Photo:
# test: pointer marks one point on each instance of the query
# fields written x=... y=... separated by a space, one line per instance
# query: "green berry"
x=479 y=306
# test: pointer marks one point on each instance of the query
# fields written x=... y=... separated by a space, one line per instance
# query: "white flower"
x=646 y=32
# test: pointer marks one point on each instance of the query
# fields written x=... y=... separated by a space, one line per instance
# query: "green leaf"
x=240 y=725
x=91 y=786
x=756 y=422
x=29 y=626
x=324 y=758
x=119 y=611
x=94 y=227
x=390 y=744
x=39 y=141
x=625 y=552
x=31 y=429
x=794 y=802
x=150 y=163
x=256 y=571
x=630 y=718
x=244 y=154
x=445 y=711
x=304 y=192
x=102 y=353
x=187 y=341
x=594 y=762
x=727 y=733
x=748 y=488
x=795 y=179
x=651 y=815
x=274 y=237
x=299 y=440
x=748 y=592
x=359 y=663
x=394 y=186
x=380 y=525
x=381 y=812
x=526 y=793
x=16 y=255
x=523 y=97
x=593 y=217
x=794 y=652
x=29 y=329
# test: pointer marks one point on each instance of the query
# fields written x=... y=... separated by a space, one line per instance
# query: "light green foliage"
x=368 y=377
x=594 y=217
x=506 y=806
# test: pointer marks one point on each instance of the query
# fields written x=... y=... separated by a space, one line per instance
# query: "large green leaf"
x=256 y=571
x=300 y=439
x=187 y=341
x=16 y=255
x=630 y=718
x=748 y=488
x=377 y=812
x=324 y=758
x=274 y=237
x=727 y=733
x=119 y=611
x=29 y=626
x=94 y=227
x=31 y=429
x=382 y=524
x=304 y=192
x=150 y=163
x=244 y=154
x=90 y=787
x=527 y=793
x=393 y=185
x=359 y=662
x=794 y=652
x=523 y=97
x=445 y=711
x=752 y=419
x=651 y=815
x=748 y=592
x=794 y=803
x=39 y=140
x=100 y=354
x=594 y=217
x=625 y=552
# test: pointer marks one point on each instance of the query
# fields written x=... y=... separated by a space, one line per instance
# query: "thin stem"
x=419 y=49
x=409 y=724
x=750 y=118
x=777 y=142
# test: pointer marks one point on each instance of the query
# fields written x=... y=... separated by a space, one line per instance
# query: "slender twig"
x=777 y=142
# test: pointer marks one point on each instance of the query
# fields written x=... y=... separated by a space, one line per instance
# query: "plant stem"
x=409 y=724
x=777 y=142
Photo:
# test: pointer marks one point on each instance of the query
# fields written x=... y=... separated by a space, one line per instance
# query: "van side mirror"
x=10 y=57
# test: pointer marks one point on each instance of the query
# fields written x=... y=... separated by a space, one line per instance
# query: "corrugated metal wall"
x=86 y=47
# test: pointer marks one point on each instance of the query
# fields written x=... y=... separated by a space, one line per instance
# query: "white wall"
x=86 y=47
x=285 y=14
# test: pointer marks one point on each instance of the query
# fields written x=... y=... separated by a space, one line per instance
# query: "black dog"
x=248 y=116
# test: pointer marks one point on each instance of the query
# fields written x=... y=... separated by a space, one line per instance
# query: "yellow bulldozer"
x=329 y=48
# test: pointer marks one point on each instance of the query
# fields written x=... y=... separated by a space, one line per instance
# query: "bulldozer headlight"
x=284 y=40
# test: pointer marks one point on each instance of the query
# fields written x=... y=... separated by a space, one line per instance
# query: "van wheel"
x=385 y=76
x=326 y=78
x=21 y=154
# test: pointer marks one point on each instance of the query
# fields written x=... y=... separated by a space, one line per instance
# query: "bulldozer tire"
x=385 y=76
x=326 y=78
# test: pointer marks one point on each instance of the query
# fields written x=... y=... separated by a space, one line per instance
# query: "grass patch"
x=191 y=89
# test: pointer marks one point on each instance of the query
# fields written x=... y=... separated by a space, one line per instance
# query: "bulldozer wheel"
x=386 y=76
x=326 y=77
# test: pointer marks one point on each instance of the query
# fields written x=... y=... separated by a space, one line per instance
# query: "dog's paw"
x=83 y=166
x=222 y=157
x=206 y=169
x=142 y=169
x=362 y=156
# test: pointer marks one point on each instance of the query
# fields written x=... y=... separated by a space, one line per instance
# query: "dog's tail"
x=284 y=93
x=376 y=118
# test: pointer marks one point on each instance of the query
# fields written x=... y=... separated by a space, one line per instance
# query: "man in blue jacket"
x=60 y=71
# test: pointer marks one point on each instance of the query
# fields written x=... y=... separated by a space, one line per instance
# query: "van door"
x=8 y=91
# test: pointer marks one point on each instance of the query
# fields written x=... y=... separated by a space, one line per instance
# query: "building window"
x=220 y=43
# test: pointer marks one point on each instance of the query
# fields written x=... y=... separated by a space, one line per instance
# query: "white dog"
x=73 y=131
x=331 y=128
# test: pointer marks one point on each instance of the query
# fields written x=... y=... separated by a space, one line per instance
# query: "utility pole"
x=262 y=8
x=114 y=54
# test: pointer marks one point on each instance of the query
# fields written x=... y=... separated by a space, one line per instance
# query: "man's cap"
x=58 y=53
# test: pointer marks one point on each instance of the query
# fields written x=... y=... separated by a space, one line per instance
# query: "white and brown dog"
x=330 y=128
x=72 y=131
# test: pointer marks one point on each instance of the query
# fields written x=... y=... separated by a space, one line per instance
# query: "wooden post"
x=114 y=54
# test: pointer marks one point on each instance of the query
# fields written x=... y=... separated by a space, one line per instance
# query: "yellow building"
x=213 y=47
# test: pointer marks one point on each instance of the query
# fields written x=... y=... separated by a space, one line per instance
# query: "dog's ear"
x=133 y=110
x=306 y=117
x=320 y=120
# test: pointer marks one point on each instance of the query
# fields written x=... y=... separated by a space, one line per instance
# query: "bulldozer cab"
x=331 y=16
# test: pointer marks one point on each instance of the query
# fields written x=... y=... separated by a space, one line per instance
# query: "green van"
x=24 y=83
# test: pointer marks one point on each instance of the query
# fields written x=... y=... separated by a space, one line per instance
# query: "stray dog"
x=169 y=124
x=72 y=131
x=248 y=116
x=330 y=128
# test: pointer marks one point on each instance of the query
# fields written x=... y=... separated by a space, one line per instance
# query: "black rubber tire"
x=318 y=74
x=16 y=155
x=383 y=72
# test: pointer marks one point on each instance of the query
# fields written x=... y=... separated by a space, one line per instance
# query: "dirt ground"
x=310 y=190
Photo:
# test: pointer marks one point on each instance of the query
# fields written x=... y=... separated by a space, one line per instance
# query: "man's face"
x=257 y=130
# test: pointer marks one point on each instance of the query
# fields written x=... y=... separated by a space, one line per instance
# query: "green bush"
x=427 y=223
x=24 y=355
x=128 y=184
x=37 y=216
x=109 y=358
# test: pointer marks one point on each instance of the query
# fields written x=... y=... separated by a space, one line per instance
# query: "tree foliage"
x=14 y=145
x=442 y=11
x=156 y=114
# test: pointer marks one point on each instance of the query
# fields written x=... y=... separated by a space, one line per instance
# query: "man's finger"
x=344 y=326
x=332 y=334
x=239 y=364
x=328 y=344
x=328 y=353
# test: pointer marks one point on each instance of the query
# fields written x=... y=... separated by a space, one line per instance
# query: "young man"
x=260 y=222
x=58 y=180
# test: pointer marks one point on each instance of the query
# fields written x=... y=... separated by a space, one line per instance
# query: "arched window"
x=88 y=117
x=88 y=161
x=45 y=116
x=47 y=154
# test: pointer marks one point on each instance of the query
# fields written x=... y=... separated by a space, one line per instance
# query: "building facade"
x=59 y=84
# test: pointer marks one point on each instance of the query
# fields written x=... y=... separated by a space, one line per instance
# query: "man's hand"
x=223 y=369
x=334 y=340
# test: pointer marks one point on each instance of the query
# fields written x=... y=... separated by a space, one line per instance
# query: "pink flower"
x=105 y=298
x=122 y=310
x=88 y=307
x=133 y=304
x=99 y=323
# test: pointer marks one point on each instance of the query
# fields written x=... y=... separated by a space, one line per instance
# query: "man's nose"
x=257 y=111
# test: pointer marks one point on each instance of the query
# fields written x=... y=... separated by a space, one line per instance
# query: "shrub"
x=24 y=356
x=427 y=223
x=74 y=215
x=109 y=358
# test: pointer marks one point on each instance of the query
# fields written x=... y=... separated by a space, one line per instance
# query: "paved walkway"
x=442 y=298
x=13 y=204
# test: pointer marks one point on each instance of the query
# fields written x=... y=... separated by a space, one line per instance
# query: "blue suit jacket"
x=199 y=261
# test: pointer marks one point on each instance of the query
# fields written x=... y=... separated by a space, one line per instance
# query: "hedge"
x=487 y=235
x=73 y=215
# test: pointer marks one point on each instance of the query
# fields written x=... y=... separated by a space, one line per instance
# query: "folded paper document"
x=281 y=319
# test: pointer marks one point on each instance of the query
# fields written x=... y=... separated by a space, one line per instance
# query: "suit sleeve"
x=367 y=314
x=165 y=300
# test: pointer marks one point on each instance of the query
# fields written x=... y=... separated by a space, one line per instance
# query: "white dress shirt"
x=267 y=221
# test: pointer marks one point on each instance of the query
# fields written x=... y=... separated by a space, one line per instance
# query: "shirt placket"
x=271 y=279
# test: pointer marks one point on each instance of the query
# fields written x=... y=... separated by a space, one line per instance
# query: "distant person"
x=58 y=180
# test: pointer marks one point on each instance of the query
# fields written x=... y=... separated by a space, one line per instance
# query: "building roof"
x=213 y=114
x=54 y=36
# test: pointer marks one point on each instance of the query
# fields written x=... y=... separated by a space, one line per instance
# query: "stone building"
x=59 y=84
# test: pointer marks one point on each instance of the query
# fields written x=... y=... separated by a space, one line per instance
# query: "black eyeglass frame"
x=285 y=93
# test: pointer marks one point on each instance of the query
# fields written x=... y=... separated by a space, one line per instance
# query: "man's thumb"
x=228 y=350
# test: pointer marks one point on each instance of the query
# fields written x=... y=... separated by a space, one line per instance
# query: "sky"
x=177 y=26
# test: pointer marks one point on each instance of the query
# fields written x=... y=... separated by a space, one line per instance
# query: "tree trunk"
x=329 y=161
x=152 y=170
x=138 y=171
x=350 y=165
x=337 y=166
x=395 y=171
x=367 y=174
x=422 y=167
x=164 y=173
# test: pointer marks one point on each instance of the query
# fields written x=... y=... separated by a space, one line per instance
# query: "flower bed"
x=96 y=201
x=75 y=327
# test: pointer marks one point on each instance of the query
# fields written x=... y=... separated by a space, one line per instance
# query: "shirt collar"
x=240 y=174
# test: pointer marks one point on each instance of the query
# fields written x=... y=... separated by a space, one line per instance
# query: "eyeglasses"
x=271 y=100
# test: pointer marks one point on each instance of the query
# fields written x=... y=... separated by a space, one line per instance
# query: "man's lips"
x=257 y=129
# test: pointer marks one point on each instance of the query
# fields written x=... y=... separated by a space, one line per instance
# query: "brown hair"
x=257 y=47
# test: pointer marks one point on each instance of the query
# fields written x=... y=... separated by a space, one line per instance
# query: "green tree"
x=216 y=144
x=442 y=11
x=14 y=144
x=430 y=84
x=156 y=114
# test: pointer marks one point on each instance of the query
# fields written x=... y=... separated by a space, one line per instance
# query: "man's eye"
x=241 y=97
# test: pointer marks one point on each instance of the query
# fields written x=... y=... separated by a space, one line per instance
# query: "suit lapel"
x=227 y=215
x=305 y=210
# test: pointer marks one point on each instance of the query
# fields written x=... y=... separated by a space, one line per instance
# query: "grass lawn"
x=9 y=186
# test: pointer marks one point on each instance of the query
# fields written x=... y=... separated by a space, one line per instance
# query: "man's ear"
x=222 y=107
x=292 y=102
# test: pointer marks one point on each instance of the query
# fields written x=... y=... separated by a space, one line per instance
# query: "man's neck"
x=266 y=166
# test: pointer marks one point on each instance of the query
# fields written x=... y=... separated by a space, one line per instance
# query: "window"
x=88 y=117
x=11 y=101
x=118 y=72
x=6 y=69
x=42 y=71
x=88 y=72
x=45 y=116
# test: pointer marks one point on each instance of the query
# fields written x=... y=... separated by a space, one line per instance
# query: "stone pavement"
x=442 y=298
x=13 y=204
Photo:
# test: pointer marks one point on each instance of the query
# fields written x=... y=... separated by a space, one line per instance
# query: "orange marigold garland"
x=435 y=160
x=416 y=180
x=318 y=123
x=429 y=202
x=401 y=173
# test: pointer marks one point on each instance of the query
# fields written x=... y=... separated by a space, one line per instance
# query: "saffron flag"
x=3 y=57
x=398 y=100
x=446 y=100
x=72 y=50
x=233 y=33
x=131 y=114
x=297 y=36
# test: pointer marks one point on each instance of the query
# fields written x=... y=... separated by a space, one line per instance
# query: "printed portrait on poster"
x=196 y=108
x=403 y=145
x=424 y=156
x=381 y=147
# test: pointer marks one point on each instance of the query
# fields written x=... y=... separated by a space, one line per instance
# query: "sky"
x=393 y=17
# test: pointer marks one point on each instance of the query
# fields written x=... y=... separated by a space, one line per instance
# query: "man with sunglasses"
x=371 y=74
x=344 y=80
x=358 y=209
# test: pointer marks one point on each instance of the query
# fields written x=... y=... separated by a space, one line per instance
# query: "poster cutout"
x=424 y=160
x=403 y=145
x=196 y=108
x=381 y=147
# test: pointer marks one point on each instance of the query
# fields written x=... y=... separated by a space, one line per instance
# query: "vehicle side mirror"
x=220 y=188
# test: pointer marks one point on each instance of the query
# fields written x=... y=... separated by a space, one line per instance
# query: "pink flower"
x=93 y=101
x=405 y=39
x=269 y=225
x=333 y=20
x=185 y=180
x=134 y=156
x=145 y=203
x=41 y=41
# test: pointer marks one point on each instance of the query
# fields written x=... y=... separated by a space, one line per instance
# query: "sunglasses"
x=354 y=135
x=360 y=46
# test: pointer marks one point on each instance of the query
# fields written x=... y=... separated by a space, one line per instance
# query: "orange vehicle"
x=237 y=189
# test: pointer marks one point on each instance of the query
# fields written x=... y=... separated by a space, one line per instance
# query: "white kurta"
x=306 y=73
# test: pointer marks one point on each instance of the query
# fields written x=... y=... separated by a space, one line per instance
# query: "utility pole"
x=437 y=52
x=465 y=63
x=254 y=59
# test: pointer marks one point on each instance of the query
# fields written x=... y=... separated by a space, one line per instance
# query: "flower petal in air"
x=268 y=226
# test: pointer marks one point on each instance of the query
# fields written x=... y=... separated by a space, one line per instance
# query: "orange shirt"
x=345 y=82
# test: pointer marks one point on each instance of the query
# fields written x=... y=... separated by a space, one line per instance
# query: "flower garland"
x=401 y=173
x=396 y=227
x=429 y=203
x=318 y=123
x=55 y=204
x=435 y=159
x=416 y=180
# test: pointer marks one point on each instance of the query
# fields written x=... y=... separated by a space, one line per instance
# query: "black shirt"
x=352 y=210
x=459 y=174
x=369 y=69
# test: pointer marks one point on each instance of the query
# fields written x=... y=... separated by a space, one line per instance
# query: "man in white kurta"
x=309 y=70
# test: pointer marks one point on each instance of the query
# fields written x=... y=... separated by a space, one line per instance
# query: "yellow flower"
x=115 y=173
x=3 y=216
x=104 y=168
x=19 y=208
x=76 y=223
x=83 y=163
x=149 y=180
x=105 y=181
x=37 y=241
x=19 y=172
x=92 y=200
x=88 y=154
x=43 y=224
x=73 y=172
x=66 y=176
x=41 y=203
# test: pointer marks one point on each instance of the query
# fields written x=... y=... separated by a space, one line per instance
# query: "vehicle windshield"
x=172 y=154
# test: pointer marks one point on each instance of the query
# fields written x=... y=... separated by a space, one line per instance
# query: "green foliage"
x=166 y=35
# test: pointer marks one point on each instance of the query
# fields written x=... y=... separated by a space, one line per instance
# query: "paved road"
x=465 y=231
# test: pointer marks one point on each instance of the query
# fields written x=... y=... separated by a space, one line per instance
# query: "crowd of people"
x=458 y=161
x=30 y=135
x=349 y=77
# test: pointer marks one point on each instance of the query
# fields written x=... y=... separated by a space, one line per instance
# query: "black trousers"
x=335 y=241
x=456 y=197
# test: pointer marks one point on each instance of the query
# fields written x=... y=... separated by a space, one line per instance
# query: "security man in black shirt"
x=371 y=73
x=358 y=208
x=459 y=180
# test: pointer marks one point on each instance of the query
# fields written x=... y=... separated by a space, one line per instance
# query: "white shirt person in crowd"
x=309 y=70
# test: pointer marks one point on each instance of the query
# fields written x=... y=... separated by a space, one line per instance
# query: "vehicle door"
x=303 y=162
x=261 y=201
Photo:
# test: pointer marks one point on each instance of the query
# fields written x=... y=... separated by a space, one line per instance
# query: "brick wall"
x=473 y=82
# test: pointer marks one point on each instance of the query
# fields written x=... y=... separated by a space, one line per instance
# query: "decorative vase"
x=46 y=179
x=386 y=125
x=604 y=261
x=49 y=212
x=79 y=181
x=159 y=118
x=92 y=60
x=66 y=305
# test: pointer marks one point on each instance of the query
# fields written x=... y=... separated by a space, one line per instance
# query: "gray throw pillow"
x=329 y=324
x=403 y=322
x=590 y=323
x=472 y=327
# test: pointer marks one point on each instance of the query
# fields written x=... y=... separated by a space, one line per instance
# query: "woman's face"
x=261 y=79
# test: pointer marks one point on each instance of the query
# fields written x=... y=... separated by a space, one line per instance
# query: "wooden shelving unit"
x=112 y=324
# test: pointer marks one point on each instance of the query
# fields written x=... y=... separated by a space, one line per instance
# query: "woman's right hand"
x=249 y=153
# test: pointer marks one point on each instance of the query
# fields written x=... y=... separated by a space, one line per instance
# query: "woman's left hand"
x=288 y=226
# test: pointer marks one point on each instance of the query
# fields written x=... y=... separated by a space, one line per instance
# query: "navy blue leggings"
-=-=-=-=-
Which lines of the records contain the word "poster"? Pull out each of them in full.

# query: "printed portrait on poster"
# query: "poster cutout"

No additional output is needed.